**Problem:** Exactly as they appear below, repeat the lines from the one with "Target: carved garland" through the one with "Target: stone roof edge", and no others.

[Records excerpted from a collection]
========================

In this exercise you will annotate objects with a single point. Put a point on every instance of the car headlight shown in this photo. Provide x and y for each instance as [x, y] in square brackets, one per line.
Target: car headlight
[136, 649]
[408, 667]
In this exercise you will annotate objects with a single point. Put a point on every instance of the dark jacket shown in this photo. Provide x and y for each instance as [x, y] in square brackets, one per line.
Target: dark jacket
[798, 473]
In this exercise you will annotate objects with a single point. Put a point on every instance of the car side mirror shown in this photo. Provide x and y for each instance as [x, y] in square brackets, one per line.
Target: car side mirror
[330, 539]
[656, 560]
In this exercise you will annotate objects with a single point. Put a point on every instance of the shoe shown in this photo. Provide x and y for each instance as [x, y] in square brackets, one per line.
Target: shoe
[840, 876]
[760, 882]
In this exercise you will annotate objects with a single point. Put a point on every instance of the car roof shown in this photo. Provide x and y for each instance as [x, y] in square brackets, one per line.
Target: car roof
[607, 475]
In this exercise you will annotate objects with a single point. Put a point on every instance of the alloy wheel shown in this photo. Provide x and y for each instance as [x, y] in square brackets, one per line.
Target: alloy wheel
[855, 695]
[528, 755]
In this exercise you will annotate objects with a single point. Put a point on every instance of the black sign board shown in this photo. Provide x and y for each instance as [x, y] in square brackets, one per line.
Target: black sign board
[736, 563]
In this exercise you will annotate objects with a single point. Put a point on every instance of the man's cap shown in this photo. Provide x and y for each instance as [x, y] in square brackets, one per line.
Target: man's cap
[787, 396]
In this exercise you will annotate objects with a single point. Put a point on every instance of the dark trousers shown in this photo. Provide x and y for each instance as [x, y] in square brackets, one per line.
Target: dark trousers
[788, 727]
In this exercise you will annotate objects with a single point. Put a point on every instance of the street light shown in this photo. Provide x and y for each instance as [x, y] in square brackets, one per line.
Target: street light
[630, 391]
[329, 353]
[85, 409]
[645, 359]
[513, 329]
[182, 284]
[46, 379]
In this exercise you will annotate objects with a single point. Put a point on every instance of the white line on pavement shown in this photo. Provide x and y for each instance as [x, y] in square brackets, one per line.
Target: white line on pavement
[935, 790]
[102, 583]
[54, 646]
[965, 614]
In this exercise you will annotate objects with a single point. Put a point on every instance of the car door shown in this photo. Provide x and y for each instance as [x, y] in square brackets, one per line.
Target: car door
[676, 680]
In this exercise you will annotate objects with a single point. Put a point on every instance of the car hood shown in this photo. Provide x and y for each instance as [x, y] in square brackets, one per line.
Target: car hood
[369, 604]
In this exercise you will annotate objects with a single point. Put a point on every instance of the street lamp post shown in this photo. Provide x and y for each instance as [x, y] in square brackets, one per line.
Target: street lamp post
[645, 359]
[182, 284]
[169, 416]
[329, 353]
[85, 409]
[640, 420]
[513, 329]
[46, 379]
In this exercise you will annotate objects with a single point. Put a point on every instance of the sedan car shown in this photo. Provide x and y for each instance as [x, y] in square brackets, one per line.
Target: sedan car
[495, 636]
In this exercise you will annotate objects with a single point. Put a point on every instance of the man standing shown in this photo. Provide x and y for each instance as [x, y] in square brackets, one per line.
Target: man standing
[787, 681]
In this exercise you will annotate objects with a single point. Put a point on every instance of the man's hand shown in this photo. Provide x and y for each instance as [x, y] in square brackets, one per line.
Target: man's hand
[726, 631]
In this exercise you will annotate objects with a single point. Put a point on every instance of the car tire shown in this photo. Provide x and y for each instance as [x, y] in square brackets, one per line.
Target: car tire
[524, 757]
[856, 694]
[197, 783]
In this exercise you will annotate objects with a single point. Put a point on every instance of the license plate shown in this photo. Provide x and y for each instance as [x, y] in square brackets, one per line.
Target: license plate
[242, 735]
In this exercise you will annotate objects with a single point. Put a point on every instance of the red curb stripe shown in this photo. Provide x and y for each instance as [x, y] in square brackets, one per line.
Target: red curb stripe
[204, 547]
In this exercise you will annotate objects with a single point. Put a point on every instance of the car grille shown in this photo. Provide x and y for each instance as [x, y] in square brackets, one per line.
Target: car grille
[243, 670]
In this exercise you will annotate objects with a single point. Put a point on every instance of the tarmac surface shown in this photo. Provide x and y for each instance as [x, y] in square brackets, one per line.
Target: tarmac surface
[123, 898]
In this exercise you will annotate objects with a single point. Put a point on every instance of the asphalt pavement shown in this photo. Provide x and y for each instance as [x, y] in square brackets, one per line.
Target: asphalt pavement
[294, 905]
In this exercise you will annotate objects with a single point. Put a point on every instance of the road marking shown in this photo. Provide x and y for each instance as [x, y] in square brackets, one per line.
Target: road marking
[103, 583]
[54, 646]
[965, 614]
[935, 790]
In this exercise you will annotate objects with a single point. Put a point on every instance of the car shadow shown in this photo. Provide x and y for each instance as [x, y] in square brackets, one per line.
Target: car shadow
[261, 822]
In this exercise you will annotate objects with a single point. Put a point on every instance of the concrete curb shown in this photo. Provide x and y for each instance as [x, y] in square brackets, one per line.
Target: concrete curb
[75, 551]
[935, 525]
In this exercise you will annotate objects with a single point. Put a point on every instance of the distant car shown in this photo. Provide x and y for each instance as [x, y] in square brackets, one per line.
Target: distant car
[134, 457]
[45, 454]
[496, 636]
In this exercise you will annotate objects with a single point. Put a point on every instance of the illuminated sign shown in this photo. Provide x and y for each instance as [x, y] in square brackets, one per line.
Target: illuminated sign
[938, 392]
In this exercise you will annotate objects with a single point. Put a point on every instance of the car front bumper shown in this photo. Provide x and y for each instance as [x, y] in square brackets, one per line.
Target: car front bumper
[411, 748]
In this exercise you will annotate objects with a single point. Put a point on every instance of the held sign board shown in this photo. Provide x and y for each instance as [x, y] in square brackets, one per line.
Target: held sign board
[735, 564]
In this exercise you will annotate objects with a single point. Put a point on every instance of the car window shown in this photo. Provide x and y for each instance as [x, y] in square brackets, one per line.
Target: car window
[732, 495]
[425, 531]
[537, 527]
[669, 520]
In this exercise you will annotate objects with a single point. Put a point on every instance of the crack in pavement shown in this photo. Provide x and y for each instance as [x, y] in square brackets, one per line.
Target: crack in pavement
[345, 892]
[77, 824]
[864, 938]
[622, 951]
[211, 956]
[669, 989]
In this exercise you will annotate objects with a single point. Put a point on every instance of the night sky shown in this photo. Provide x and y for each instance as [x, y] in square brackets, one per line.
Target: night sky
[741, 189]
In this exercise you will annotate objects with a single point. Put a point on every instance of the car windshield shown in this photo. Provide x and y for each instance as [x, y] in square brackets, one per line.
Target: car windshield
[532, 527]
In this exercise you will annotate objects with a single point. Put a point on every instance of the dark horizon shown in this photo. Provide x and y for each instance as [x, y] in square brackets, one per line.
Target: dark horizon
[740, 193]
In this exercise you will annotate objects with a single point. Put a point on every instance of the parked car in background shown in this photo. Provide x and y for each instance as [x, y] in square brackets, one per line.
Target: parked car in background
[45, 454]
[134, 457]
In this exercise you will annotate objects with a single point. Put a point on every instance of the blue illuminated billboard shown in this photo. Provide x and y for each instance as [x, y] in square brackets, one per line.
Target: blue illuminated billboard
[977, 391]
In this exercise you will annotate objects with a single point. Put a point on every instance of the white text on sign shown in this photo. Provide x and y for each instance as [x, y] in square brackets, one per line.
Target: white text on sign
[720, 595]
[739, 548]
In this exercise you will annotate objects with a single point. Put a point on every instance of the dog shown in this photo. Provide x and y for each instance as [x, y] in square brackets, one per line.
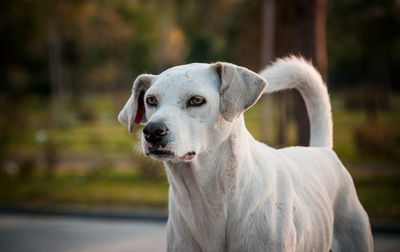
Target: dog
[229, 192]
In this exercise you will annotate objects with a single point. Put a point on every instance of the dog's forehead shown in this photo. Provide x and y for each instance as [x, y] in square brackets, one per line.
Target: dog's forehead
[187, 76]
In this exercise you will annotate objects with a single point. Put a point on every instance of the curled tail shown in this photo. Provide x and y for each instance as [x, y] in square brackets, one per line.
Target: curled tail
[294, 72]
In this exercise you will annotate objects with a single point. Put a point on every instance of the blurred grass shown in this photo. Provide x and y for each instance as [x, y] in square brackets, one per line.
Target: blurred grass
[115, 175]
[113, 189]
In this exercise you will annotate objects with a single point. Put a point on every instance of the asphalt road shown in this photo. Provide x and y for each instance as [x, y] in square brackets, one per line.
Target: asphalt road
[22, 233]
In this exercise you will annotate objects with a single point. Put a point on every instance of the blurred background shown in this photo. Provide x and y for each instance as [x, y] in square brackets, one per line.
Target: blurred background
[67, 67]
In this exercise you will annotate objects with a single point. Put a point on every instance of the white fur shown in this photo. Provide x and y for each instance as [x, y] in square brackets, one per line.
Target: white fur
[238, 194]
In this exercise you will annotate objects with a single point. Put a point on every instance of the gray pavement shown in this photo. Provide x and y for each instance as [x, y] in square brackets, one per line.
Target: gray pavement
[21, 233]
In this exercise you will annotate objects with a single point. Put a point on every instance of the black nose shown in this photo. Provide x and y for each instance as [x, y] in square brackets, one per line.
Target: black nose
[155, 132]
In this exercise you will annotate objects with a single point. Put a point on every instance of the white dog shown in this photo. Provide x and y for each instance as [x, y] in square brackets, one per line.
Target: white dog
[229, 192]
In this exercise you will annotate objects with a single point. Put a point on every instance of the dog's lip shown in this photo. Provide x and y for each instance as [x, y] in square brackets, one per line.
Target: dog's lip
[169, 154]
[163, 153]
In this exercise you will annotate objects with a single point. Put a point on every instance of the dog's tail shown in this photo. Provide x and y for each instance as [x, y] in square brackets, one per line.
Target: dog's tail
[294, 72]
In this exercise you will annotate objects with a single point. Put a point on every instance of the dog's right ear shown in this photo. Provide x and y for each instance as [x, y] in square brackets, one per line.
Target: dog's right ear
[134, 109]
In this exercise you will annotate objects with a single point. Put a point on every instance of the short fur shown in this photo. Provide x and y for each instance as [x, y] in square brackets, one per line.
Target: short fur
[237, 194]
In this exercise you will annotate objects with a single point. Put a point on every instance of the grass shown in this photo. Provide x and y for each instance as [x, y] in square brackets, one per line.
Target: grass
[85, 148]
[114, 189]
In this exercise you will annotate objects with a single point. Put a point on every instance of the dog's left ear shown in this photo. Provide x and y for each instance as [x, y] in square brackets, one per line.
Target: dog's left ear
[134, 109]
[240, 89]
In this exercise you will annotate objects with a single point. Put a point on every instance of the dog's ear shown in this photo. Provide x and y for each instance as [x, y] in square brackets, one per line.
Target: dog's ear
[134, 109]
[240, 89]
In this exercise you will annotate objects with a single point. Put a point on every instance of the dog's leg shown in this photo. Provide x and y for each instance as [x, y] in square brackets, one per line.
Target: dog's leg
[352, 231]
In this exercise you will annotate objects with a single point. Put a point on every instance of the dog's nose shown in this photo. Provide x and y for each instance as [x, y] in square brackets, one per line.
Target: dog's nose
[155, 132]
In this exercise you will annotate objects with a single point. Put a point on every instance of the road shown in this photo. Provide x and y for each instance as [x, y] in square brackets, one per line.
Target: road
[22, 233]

========================

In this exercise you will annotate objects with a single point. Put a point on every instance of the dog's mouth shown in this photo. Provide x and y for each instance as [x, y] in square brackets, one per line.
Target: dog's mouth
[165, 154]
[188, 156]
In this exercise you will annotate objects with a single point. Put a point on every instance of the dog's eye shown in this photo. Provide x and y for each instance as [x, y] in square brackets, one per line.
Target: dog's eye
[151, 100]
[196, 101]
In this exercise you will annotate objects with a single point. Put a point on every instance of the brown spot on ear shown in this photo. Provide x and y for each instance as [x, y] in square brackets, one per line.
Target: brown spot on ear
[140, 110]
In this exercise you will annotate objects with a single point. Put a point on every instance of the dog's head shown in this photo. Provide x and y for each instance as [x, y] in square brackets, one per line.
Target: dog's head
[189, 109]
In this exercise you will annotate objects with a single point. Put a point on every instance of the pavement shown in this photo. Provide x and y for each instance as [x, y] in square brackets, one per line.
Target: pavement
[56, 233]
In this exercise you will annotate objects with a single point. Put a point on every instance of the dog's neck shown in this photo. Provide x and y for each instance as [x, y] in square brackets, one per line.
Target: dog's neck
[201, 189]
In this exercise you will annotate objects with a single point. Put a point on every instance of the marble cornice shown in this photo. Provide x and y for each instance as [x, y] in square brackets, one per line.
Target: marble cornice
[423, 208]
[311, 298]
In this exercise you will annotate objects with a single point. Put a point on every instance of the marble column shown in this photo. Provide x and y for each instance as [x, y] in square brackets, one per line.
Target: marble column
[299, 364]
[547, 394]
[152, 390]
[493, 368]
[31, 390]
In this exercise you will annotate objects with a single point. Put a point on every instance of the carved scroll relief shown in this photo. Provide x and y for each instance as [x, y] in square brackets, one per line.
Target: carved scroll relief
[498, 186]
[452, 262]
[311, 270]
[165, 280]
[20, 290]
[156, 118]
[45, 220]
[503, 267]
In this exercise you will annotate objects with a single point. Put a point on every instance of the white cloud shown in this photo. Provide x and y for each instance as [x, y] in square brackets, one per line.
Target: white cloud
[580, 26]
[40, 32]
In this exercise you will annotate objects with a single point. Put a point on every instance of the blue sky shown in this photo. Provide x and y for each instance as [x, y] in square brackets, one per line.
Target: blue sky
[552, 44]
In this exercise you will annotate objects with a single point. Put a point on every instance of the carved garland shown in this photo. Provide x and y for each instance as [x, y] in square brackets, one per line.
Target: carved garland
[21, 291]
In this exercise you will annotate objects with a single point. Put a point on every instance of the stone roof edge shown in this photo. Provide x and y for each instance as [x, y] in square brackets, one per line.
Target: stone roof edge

========================

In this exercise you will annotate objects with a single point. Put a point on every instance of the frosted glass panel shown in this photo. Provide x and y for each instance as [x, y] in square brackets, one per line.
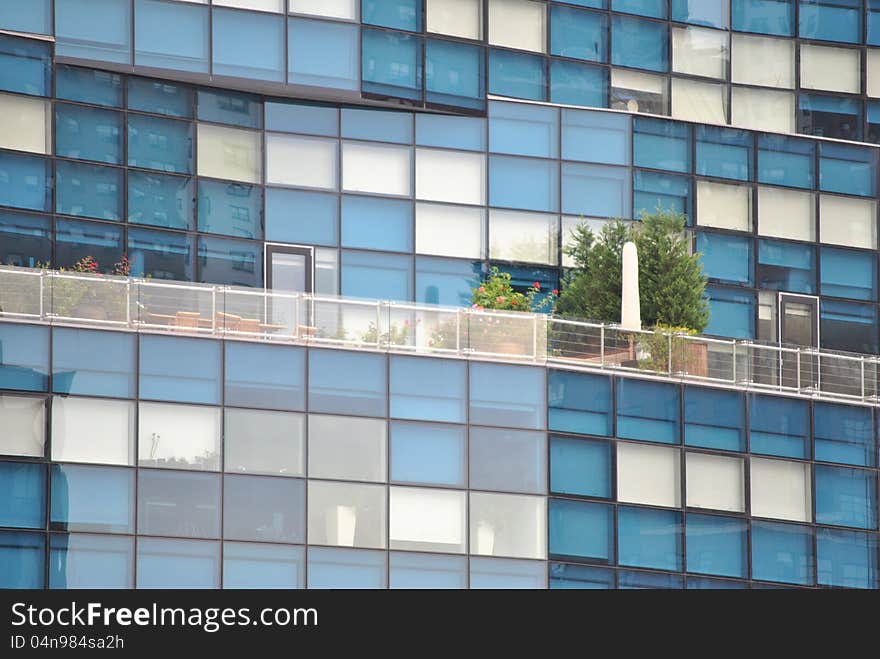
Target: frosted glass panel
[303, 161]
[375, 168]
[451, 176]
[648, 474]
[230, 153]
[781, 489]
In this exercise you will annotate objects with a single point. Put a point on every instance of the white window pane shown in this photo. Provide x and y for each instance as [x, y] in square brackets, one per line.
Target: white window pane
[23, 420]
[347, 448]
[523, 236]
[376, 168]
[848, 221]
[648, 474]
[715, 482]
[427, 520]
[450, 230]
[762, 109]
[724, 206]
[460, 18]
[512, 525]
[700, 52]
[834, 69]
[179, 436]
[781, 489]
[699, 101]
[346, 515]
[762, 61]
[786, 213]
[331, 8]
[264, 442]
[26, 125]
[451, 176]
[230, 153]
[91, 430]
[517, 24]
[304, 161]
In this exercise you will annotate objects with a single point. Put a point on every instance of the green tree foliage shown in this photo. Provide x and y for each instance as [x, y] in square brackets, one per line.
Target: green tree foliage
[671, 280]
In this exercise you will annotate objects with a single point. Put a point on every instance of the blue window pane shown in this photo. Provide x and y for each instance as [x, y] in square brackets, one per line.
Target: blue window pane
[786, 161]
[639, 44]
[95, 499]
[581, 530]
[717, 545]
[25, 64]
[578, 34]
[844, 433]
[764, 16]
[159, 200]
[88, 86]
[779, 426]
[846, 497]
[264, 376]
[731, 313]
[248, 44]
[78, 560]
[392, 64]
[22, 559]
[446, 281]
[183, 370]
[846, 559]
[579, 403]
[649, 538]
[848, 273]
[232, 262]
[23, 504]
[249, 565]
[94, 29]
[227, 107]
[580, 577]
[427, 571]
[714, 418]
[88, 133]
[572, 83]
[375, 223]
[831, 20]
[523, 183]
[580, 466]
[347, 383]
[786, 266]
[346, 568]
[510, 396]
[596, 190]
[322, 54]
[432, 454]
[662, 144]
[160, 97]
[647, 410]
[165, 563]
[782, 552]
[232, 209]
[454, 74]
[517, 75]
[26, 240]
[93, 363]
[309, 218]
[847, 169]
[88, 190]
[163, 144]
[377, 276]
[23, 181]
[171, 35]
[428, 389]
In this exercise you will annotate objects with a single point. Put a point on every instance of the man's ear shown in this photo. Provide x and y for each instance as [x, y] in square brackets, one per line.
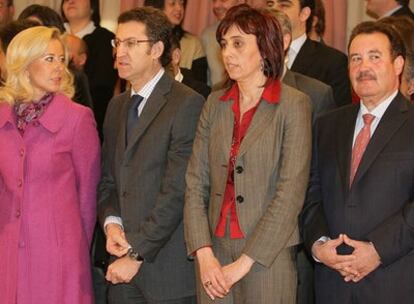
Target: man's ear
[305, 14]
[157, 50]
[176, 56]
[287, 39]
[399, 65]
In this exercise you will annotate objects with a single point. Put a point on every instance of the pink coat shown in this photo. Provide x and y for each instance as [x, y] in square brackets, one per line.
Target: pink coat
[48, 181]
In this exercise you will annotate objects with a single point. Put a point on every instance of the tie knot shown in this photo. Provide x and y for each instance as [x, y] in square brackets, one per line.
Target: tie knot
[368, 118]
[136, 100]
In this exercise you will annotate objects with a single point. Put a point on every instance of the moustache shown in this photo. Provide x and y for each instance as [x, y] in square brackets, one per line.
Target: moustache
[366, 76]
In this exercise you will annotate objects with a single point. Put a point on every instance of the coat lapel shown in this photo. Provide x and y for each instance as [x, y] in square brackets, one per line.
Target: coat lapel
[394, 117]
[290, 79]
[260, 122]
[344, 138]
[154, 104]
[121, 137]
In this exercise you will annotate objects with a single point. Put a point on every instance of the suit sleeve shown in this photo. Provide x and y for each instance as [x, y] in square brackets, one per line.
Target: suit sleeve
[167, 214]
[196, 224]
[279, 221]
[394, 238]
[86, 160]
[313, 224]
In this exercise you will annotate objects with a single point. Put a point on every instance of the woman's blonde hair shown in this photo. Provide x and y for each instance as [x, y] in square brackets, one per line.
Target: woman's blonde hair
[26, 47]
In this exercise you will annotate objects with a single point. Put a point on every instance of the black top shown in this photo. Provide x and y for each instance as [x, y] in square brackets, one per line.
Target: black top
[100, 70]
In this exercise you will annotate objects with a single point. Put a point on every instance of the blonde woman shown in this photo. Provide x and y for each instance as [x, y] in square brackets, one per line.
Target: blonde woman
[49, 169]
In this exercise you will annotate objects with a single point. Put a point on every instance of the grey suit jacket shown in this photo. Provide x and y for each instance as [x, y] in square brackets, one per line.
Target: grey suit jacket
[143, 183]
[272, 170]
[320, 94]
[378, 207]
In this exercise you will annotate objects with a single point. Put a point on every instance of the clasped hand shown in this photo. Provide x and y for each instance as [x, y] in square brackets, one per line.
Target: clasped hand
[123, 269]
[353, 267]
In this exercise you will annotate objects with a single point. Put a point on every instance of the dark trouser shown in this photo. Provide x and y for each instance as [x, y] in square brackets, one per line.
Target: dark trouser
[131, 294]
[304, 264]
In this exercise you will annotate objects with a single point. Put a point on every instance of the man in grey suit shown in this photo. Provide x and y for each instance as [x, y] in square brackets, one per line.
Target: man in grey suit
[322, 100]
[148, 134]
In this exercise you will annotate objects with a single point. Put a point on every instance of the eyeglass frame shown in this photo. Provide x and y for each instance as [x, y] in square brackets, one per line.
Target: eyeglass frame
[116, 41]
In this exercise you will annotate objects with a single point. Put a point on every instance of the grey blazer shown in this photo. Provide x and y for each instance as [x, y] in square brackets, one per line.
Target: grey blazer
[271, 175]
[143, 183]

========================

**Task response:**
Target: carved garland
[21, 291]
In this exercise you will annotate objects with a single point. Put a point on every instance of the stone roof edge shown in this photo. Provide x and y for each instance as [x, y] in square brackets, one per line.
Target: stone roof edge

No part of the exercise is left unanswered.